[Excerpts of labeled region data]
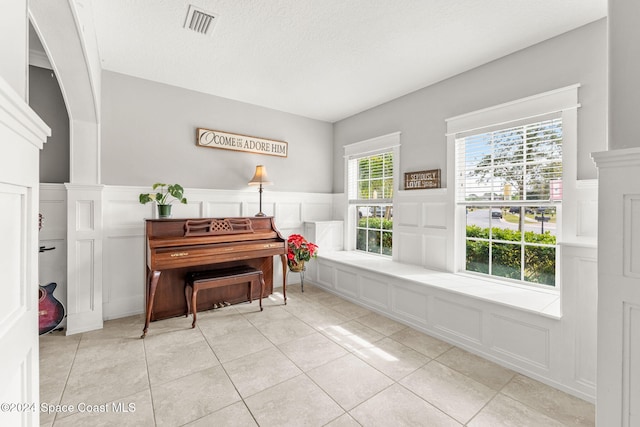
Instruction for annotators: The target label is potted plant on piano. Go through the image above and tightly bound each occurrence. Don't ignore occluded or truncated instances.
[139,182,187,218]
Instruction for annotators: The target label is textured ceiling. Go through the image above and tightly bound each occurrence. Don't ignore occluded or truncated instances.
[87,0,607,122]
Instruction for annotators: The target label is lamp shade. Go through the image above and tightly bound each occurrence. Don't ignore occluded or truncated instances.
[249,165,273,185]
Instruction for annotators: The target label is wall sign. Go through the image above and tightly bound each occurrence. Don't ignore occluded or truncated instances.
[404,169,440,190]
[196,128,289,157]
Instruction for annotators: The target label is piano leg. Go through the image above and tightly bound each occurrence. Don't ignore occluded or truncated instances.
[140,270,161,338]
[280,254,287,305]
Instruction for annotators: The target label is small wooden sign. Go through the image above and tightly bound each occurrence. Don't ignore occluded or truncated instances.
[404,169,440,190]
[196,128,289,157]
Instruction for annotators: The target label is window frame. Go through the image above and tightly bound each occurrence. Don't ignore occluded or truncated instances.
[343,132,400,259]
[446,84,580,292]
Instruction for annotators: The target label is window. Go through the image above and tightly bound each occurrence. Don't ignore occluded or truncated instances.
[447,85,579,289]
[349,152,393,256]
[456,118,562,286]
[345,134,399,256]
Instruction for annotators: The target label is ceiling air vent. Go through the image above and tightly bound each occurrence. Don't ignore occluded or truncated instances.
[184,4,218,34]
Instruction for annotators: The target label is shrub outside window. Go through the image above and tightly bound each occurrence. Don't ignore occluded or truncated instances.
[456,117,562,286]
[349,151,394,256]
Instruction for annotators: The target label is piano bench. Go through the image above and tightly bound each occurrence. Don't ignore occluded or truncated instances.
[184,265,264,328]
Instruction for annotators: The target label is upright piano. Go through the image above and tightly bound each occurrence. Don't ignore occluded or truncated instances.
[142,216,287,338]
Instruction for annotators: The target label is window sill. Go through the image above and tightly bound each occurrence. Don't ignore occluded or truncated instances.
[318,251,562,319]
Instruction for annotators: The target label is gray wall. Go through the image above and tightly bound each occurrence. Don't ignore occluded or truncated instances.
[101,71,333,193]
[29,66,69,183]
[609,0,640,150]
[333,19,607,193]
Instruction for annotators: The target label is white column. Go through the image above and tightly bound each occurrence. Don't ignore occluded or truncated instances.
[593,148,640,427]
[66,184,103,334]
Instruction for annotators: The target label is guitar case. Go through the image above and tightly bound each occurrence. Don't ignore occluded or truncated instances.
[38,282,64,335]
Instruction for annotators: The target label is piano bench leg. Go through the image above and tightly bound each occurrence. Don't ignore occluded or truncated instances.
[191,286,198,329]
[184,283,193,317]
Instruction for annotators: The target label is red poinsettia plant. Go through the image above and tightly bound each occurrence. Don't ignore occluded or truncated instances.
[287,234,318,269]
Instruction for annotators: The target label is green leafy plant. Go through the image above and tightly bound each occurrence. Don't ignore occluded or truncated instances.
[139,182,187,205]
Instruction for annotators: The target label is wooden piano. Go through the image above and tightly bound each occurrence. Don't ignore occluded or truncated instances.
[142,216,287,338]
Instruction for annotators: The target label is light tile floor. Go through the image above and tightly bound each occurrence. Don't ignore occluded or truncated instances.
[40,285,595,427]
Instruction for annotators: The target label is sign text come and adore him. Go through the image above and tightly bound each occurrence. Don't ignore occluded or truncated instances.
[196,128,289,157]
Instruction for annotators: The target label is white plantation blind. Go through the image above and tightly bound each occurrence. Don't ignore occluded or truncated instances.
[455,114,562,204]
[348,151,393,203]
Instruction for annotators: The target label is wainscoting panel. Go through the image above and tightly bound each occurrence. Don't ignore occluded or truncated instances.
[394,231,422,265]
[574,257,598,389]
[300,202,333,221]
[622,303,640,426]
[491,314,549,369]
[0,188,24,335]
[102,236,145,319]
[360,275,389,310]
[422,202,447,228]
[317,262,335,289]
[276,202,302,228]
[391,286,429,326]
[423,234,448,271]
[394,202,420,227]
[336,268,359,298]
[430,297,482,344]
[622,194,640,278]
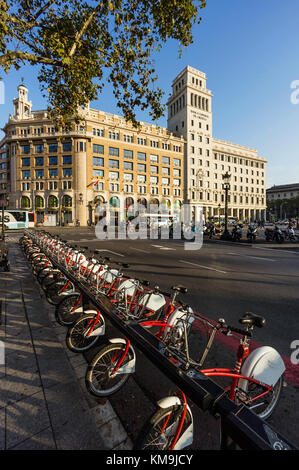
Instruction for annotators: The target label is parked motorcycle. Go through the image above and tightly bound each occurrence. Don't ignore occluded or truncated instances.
[247,225,257,243]
[232,225,242,242]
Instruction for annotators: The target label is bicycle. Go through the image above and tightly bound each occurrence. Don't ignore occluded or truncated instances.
[85,286,193,397]
[135,312,285,450]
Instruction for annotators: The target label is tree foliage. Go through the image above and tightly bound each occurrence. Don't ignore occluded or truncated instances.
[0,0,206,125]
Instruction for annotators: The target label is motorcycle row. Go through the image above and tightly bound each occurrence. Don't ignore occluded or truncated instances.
[204,223,299,243]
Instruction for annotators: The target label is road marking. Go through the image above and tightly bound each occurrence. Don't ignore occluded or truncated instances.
[180,259,227,274]
[152,245,175,251]
[97,249,125,256]
[230,253,276,261]
[130,246,150,253]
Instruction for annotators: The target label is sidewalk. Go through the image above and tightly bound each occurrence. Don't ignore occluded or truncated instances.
[0,242,132,450]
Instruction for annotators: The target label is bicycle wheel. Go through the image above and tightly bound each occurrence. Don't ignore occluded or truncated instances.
[85,343,133,397]
[66,313,103,352]
[239,376,283,419]
[55,292,83,326]
[134,406,192,451]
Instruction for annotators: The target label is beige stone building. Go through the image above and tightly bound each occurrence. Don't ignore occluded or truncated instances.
[0,66,267,225]
[2,84,184,225]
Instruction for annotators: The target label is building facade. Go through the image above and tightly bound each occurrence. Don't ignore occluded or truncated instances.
[0,66,267,225]
[3,84,184,225]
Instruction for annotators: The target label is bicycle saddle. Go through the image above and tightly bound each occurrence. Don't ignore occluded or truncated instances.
[239,312,266,328]
[172,285,188,294]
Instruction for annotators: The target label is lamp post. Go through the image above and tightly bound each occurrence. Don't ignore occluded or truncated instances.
[1,194,9,240]
[221,172,231,240]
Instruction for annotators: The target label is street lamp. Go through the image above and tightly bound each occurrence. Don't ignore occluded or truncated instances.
[221,172,231,240]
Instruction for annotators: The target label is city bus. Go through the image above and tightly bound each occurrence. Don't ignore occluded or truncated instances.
[0,209,35,230]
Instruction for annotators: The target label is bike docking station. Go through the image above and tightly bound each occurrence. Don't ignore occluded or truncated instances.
[19,229,298,451]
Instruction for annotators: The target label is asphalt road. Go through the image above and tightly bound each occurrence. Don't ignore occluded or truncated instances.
[10,227,299,450]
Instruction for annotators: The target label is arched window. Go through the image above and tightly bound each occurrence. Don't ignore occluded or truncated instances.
[35,196,44,209]
[137,197,147,207]
[109,196,119,209]
[62,194,72,207]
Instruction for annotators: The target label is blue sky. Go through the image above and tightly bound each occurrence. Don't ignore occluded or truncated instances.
[0,0,299,187]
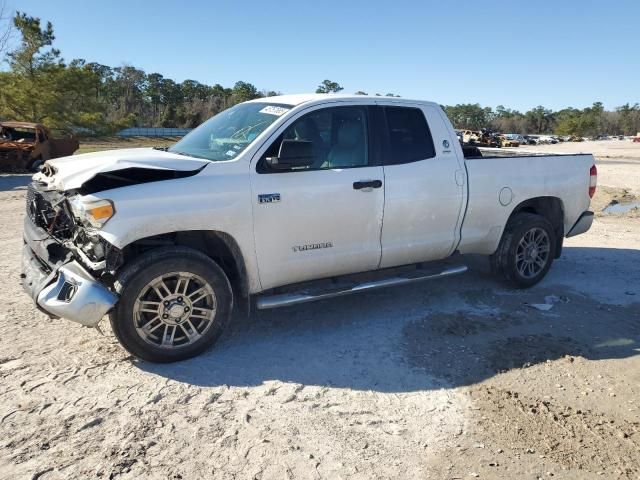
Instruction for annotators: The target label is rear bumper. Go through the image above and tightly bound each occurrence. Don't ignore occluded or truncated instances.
[22,218,118,327]
[567,212,593,238]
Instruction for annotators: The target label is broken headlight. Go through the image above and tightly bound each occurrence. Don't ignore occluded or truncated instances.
[69,195,116,228]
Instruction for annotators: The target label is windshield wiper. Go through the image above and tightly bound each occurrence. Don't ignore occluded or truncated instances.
[165,149,212,162]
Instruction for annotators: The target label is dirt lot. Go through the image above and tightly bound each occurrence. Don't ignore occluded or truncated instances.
[0,144,640,480]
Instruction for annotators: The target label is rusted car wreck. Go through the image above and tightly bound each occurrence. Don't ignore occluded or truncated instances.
[0,122,79,171]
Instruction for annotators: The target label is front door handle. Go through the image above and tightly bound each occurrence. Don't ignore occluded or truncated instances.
[353,180,382,190]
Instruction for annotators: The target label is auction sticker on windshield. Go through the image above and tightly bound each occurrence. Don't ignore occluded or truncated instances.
[260,105,289,117]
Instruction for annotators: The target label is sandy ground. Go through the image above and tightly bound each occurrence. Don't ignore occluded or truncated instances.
[0,144,640,480]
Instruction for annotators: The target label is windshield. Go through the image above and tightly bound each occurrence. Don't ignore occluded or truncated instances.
[169,102,293,162]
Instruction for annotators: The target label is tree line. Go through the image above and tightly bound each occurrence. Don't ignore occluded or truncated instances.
[0,10,640,136]
[443,102,640,137]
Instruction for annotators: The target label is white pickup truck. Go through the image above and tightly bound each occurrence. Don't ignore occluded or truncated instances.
[22,95,596,362]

» **Required task**
Rewrite the records from the line with "Instruction for annotators: The target label is window sill." up to and including the line with "[40,285,595,427]", keeping every line and shifting each bounding-box coordinate by -28. Leave everything else unchanged.

» **The response**
Instruction for annotators: The target label is window sill. Go through the image above and tightly bound each occurrence. Don't ignore occluded or truncated instances.
[290,223,534,291]
Instruction for annotators: The target label is gray wall. Go through the image above and tightly bound each occurrence. Don't ignore occluded or truncated instances.
[73,43,305,165]
[1,38,41,155]
[581,-28,612,122]
[305,-9,579,165]
Instruction for annotators: The target label is white column. Go through the image above and tightly bound each occurrence. Don't ignore occluded or truncated instances.
[565,120,612,399]
[38,156,75,306]
Instruction for annotators: The target label is guitar case. Go through the image above and tightly bound each occurrence. Don't ignore occluded or truncated instances.
[10,254,36,307]
Instruction for annotators: The target label is piano bench leg. Go through the image above and tightly bound each occurrence. Don't ignore occluded or truncated instances.
[163,258,170,301]
[156,255,165,289]
Instruction for annotators: The target label is red poinsettia plant. Go through the image above and tightly bound each occurrence. Don't ignore occluded or truncated instances.
[259,206,290,241]
Instruction for annotators: The target label is green leafy plant. Go through the image above and tightly bound each occurrence. Don't ignore occluded or truncated instances.
[111,154,159,177]
Instruction for annotators: The target label is wooden piano. Go through the image above and tightly bound each occurrence. Don't ignore occluded or truncated instances.
[114,188,259,310]
Instruction for annotators: The target label is light tile floor. Go through the image above and tightly bound each occurrence. Don't ignore occluded or truncated instances.
[12,257,567,399]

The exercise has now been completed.